__Text provided__.
Clearly, for $$\lambda=1$$, $$k_{1}(x,y)=\frac{1}{x+y}$$, $$\lambda_{1}=\frac {1}{q}$$, $$\lambda_{2}=\frac{1}{p}$$, inequality (6) reduces to (1), while (7) reduces to (2). For $$0<\lambda_{1},\lambda _{2}\leq1$$, $$\lambda_{1}+\lambda_{2}=\lambda$$, we set $$k_{\lambda }(x,y)=\frac{1}{(x+y)^{\lambda}}$$. Then, by (7), it follows that

$$\sum_{m=1}^{\infty}\sum _{n=1}^{\infty}\frac {a_{m}b_{n}}{(m+n)^{\lambda}}< B( \lambda_{1},\lambda_{2})\|a\|_{p,\phi}\|b \|_{q,\psi},$$
(8)

where the constant factor $$B(\lambda_{1},\lambda_{2})$$ is the best possible ($$B(u,v)$$ is the beta function). Some other results including multidimensional Hilbert-type inequalities are provided by [927].

__Dataset extract__.
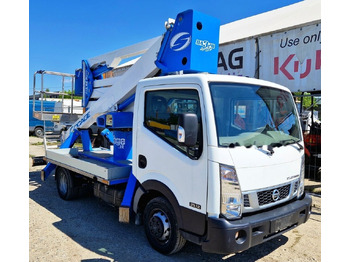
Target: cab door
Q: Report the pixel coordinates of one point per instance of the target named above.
(159, 155)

__Problem to solve__. Please copy the passage on Hilbert-type inequalities, everything from "where the constant" down to "provided by [927].", and change "best possible" to "optimal".

__Task solution__.
where the constant factor $$B(\lambda_{1},\lambda_{2})$$ is the optimal ($$B(u,v)$$ is the beta function). Some other results including multidimensional Hilbert-type inequalities are provided by [927].